Exercise input |
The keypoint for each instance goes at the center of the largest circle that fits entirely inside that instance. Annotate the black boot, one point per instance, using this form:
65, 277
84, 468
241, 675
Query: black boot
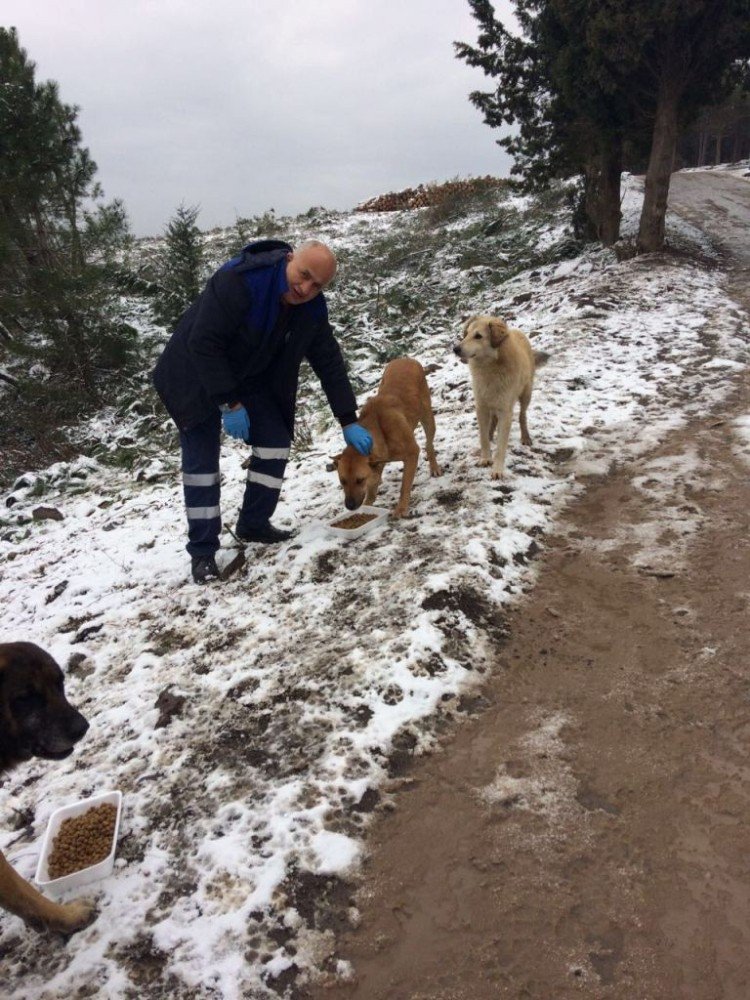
204, 569
264, 533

What needs to be done | With the images omitted, output all entries exactly as given.

Task result |
The keypoint for each instance goes at the center of the largest circle that fits entirely inside that instance. Annotate the black boot, one point per instance, using this form:
65, 277
84, 468
241, 675
Query: black boot
204, 569
264, 533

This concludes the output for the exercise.